Copy the passage on outsourcing social media, starting at "But are you" and ending at "have to spend?", and rename "agency" to "firm" throughout.

= Quoted text =
>> start

There comes a time in all online entrepreneurs’ lives where we question the inordinate amounts of time we spend managing our social channels.

Sourcing, posting, engaging…and doing it all over again the next day.

Most of the time, we love what we do.

But sometimes, we get tired.

Online tools like Bulkly can help alleviate the constant pressure of having to keep up with daily sourcing and scheduling, but there are times when the idea of outsourcing your social media marketing sounds like the way to go. Especially when a new project is consuming our time and energy.

Have you ever considered outsourcing your social media management?

If you have, you know that there are many points and factors you’ll need to have on your radar in order to make the right decision. Costs, logistics, consistency, time, control…

Sorting it all out is a job in and of itself.

But you can gain some major benefits by hiring an outside agency to handle your social media channels. You can transfer the time you spend engaging and monitoring into building out a new tool or putting greater focus into writing fresh content for your blog.

Hiring an agency team also affords you more hands on deck, while avoiding the costs of benefits and office accommodations required when hiring new employees.

An agency may even have more or different skills to offer your team, in areas such as photography, design or copywriting.

But are you really ready to hand over the reins to an outside agency? To give up control of your business, your brand, your baby?

I’m sure you hesitate when faced with that question. Chances are that your mind goes everywhere all at once.

But I’m going to do you a solid – I’m going to outline and explain the major factors on the table when making the decision to hire an agency and push “go” on outsourcing the management of your collection of social media channels.

Here’s eight things to consider before you sign that agency contract to outsource social media.

1. Do You Have a Budget to Outsource Social Media?

How much do you have to spend?

Let’s be honest. At the end of the day, it’s all about the money.

Yes, time is money. But money is money, too.

So you need to consider if you even have the resources to invest in a whole other team of outsiders to take over your daily social duties. Granted, hiring an agency is more affordable in the long run than hiring the same number of internal employees, as you won’t need to consider certain additional expenses such as benefits, office equipment, larger facilities, etc.

>> end

= Supplied material =
>> start

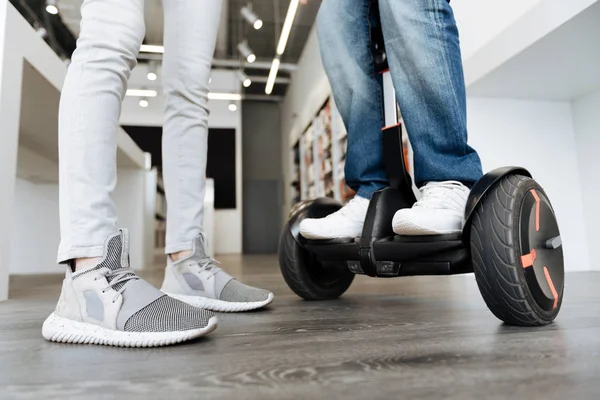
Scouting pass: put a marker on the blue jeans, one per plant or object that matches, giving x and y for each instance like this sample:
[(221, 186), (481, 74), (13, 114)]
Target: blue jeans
[(422, 46)]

>> end

= Written solution =
But are you really ready to hand over the reins to an outside firm? To give up control of your business, your brand, your baby?

I’m sure you hesitate when faced with that question. Chances are that your mind goes everywhere all at once.

But I’m going to do you a solid – I’m going to outline and explain the major factors on the table when making the decision to hire an firm and push “go” on outsourcing the management of your collection of social media channels.

Here’s eight things to consider before you sign that firm contract to outsource social media.

1. Do You Have a Budget to Outsource Social Media?

How much do you have to spend?